> [EXERCISE GOAL]:
Repeat all entries below exactly as shown.

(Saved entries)
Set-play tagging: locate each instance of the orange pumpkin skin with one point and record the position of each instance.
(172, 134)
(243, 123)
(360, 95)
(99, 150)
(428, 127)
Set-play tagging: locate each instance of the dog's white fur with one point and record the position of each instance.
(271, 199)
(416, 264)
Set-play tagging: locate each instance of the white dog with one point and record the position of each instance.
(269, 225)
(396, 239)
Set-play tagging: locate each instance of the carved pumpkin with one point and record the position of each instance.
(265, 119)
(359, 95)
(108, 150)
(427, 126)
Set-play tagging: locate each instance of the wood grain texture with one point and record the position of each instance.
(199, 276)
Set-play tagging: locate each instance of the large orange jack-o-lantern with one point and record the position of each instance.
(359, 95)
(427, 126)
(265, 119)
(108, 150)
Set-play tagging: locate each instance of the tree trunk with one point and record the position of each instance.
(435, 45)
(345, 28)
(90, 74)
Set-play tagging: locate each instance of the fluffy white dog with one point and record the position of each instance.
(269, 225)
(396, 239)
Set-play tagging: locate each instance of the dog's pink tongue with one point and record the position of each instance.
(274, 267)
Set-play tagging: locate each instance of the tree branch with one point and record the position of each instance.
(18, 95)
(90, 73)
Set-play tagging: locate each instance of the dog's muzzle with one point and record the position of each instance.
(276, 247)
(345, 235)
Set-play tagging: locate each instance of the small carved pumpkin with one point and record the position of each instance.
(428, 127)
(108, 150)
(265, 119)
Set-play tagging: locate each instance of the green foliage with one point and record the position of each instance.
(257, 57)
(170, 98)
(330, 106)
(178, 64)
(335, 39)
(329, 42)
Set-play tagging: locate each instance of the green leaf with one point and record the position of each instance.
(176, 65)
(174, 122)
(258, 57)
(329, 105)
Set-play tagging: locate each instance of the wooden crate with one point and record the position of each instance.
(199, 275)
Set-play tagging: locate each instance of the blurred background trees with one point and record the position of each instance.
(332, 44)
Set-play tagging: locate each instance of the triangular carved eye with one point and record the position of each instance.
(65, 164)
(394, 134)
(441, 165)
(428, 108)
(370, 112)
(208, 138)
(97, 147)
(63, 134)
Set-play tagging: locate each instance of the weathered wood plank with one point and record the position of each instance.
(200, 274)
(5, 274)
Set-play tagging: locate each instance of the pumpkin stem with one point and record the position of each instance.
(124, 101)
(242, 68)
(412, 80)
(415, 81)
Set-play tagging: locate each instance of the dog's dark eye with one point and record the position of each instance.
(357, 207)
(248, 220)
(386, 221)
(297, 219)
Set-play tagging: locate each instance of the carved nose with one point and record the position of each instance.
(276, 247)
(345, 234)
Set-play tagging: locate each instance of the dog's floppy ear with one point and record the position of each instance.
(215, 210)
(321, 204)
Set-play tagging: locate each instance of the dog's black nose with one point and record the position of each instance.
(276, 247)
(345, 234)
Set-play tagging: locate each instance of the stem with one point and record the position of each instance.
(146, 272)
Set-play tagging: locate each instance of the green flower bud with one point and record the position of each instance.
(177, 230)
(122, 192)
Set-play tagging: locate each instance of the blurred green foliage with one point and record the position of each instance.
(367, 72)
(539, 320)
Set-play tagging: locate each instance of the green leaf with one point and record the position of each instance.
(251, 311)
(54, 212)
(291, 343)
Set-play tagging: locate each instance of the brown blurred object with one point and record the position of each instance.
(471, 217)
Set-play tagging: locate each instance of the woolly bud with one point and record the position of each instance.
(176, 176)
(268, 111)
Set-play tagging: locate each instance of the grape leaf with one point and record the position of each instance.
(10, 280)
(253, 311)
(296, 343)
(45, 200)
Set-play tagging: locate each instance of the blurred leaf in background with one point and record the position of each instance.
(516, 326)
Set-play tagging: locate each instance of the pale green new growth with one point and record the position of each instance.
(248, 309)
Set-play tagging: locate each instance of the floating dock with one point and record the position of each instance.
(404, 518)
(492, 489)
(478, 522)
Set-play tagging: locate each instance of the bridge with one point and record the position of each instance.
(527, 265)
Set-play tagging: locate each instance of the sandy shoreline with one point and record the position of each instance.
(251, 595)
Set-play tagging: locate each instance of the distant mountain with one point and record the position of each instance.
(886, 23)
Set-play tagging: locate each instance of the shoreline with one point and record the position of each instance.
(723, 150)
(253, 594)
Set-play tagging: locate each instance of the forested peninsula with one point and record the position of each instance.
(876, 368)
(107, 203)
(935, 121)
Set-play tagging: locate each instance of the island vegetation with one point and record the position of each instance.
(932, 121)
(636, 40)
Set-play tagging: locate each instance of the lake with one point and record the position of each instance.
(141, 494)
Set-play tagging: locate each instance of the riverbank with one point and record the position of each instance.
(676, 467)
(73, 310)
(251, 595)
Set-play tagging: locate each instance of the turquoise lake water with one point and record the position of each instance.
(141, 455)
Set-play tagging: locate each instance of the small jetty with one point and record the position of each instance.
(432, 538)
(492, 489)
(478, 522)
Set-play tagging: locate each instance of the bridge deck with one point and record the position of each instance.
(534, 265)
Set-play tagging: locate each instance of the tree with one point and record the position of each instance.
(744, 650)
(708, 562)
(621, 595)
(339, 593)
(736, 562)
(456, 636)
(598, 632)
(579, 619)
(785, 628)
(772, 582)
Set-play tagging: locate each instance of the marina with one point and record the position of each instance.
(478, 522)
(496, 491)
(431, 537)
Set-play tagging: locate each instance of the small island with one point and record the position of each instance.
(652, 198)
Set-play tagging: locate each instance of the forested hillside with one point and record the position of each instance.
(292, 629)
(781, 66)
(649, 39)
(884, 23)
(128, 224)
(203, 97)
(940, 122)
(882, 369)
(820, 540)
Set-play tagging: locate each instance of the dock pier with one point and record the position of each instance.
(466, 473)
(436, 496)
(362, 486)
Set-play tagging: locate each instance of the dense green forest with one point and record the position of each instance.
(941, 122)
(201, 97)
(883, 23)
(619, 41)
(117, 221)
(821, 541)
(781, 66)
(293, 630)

> [ANSWER SPACE]:
Set-play tagging: locate each instance of the orange pumpkin skin with one point and record the position of each instance.
(172, 134)
(243, 123)
(360, 95)
(99, 150)
(428, 127)
Set-play tagging: locate each instance of the dog's white fur with one point and record the position of each instance.
(271, 199)
(416, 264)
Set-play tagging: locate each instance of the white dog with one point and record the position of each instance.
(269, 225)
(396, 239)
Set-play tagging: locate each instance of the carved pumpkin with one point and record the position of each instance.
(265, 119)
(359, 95)
(108, 150)
(427, 126)
Set-play tagging: locate each instance of the wood grain texture with one point and record the position of each instance.
(199, 276)
Set-play tagging: locate each instance of the large orange jack-o-lantern with one point and record the position of each instance.
(359, 95)
(427, 126)
(265, 119)
(108, 150)
Set-play tagging: locate each instance of the tree trunk with one point and record the position of each instance.
(435, 45)
(345, 28)
(90, 74)
Set-play tagging: locate each instance of the fluffy white dog with one point and record the position of each instance.
(269, 225)
(396, 239)
Set-play tagging: locate each instance of the dog's pink tongue with one point and record the position of each instance.
(274, 267)
Set-play tagging: locate each instance of the tree branch with one point and record the position of each instance.
(18, 95)
(90, 73)
Set-play tagging: locate each instance of the dog's muzzle with one point and record the position of each instance.
(276, 247)
(345, 235)
Set-play tagging: locate each instance of the small carved pumpkin with one point and record the position of each instance.
(428, 127)
(108, 150)
(265, 119)
Set-play tagging: locate each instance of the green foliage with one point and record the position of each instance.
(257, 57)
(170, 98)
(330, 106)
(178, 64)
(335, 39)
(329, 42)
Set-play tagging: locate each instance of the green leaf with one point and record the position of each instance.
(176, 65)
(174, 122)
(258, 57)
(329, 105)
Set-play tagging: locate each instance of the wooden crate with one point and record the position of each instance.
(199, 275)
Set-play tagging: locate each instance of the blurred background trees with one point and record the position of each instance.
(332, 44)
Set-play tagging: locate each instance of the triangular carved eye with one point and record the position of each instance.
(65, 164)
(394, 134)
(441, 165)
(428, 108)
(370, 112)
(208, 138)
(97, 147)
(63, 134)
Set-play tagging: locate each instance of the weathered wood plank with one point and record the position of each instance.
(200, 274)
(5, 274)
Set-play tagging: locate each instance of the pumpkin stem with one point and record the position of each instance.
(124, 101)
(242, 68)
(412, 80)
(415, 81)
Set-play tagging: locate each instance of the dog's dark eye with one point and record the position of each instance.
(357, 207)
(248, 220)
(386, 221)
(297, 219)
Set-play tagging: locate each instance of the carved nose with one point and record the position of each instance.
(276, 247)
(345, 234)
Set-play tagging: locate each instance of the dog's floppy ear with one point and record the position of each instance.
(215, 210)
(321, 204)
Set-play tagging: locate each instance of the dog's black nose with one point and record the position of each instance.
(276, 247)
(345, 234)
Set-play tagging: locate each instance of the stem with one point and record the position of each instance.
(146, 272)
Set-play tagging: locate each instance of the green flower bud with one point and record the position of each instance.
(177, 230)
(122, 192)
Set-play tagging: locate each instance of the blurred green foliage with one point and record the position of each instance.
(367, 72)
(539, 320)
Set-play tagging: locate each instance of the green leaf with one point and record the position of each instance.
(251, 311)
(54, 212)
(291, 343)
Set-play tagging: locate each instance of the brown blurred object with one point and record the position of each instance.
(471, 217)
Set-play tagging: locate each instance of the woolly bud with one point and record the position of each instance.
(176, 176)
(268, 111)
Set-play tagging: locate each instance of the grape leaf with one point and record the position of each instance.
(10, 280)
(253, 311)
(296, 343)
(45, 200)
Set-play tagging: locate each instance of the blurred leaf in background with one point and record the position of each instance.
(516, 326)
Set-play tagging: locate each instance of the pale green new growth with one point and record the position of each instance.
(248, 309)
Set-play tagging: locate each instance of the floating dock with one point and record the position of each instance.
(404, 518)
(492, 489)
(478, 522)
Set-play tagging: locate each instance of the bridge with one point and record the position of each instance.
(527, 265)
Set-play tagging: locate each instance of the sandy shoreline with one point and record the position of each instance.
(251, 595)
Set-play tagging: locate each instance of the distant mountain with one point and record the position of each instance.
(886, 23)
Set-play tagging: locate each instance of the shoreline with one point and record the position of each instance.
(723, 150)
(253, 594)
Set-play tagging: locate each instance of the forested peninsula with one point and record the position of each instance.
(876, 368)
(107, 203)
(935, 121)
Set-play tagging: locate each instance of the island vegetation with one point and record the position of each instance.
(932, 121)
(636, 40)
Set-play tagging: locate each instance of the lake with one point and record the position of each instance.
(141, 494)
Set-play tagging: locate each instance of the riverbank with one point and record the position of each instance.
(676, 467)
(73, 310)
(251, 595)
Set-play tagging: locate each instance of the turquoise lake water with one point and record the position of each instance.
(141, 455)
Set-play tagging: locate each instance of the small jetty with one point and record the position of each instance.
(432, 538)
(492, 489)
(478, 522)
Set-play tagging: locate each instance of the bridge deck with one point and record the position of each instance.
(534, 265)
Set-play tagging: locate each instance of the tree with one point and record the position of each instance.
(744, 650)
(708, 562)
(621, 595)
(339, 593)
(736, 562)
(456, 636)
(598, 632)
(579, 619)
(785, 628)
(772, 582)
Set-play tagging: locate each instance of the marina with one point and record the position of each instance.
(478, 522)
(496, 491)
(431, 537)
Set-play tagging: locate each instance of the small island with one point and record the position of each instance.
(652, 198)
Set-play tagging: locate each instance of the forested hillside with one point and record the position of each instance.
(292, 629)
(781, 66)
(649, 39)
(884, 23)
(128, 224)
(203, 97)
(940, 122)
(882, 369)
(820, 540)
Set-play tagging: locate each instance of the dock pier with one point and record the position of each instance.
(466, 473)
(436, 496)
(362, 486)
Set-play tagging: locate each instance of the dense green forest with one point and record the position of each instance.
(941, 122)
(201, 97)
(883, 23)
(619, 41)
(117, 221)
(821, 541)
(781, 66)
(293, 630)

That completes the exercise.